- _Work to complete_
Count how many lines in the entries below contain the string "target", treating uppercase and lowercase as different, and reply with the number alone.

- _Data shown_
----------------------------------------
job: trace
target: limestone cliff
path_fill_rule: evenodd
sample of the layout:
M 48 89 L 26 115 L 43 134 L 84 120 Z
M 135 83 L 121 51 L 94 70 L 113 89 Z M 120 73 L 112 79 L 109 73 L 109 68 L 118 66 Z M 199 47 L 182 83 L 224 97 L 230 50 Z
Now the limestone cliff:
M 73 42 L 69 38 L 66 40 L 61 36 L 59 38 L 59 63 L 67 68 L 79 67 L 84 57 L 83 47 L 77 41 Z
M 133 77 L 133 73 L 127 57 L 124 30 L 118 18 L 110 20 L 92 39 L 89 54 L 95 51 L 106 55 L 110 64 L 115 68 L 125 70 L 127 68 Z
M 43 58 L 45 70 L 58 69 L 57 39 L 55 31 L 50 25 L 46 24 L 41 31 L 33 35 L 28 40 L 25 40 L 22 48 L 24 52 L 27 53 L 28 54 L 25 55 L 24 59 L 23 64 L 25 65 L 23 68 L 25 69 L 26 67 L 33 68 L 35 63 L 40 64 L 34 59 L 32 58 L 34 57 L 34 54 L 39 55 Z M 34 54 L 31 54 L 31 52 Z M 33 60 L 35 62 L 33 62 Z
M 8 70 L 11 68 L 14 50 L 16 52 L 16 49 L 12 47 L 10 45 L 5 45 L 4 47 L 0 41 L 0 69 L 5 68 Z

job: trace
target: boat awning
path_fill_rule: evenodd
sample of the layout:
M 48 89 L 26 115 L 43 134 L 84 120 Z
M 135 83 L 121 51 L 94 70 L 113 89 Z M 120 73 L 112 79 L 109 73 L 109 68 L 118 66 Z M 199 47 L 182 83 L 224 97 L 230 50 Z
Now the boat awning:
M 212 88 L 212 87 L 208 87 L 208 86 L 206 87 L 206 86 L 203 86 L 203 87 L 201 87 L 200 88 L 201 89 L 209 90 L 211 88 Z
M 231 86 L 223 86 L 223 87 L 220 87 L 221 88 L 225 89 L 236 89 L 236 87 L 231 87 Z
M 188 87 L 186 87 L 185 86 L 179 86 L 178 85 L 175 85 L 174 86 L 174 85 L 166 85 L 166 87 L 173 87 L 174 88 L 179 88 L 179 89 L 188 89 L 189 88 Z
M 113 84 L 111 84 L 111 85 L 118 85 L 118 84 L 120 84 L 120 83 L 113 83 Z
----------------------------------------
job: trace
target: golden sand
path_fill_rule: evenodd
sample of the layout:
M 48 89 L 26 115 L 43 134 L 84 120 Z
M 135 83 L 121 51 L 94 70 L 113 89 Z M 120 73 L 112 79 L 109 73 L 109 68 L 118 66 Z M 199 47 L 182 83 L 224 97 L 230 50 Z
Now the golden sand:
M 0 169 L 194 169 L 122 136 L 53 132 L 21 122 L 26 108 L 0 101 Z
----------------------------------------
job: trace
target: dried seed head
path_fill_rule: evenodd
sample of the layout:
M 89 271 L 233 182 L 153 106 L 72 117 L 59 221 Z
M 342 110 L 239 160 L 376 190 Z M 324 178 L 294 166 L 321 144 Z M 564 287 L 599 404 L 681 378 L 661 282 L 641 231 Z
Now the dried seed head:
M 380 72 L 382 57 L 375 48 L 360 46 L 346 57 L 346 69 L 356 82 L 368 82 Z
----------------------------------------
- _Right answer_
4